::: Materials provided
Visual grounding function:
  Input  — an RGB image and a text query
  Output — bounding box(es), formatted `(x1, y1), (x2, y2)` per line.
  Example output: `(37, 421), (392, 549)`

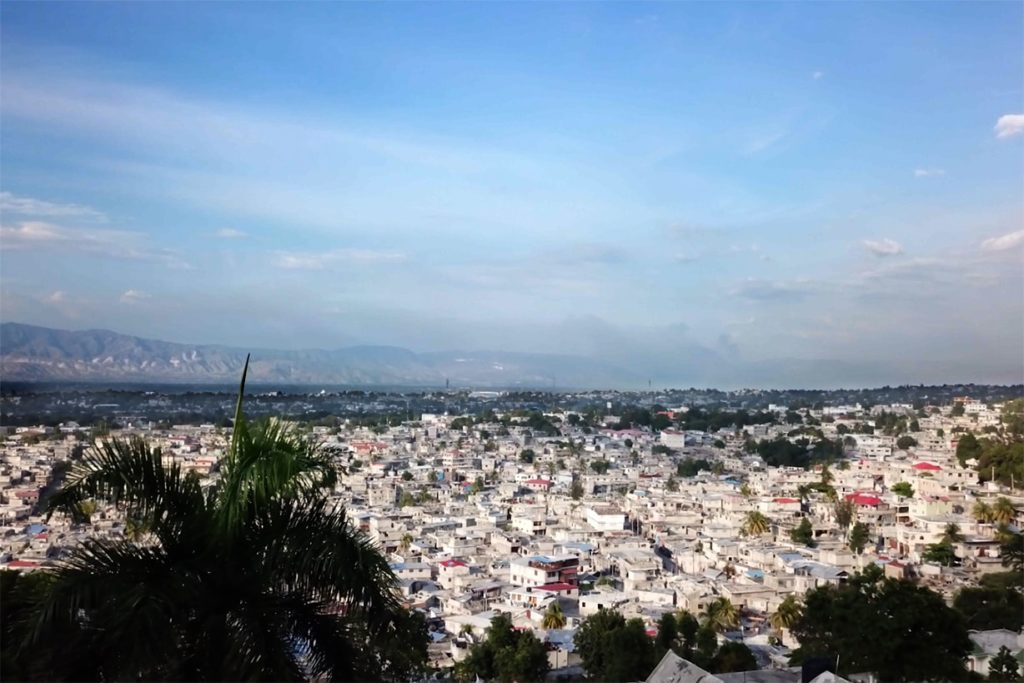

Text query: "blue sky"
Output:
(0, 2), (1024, 385)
::::::
What to do: Show each line above that contains the word "query", copied in full.

Full output:
  Input  — an RGB image and a text query
Text query: "blue sky"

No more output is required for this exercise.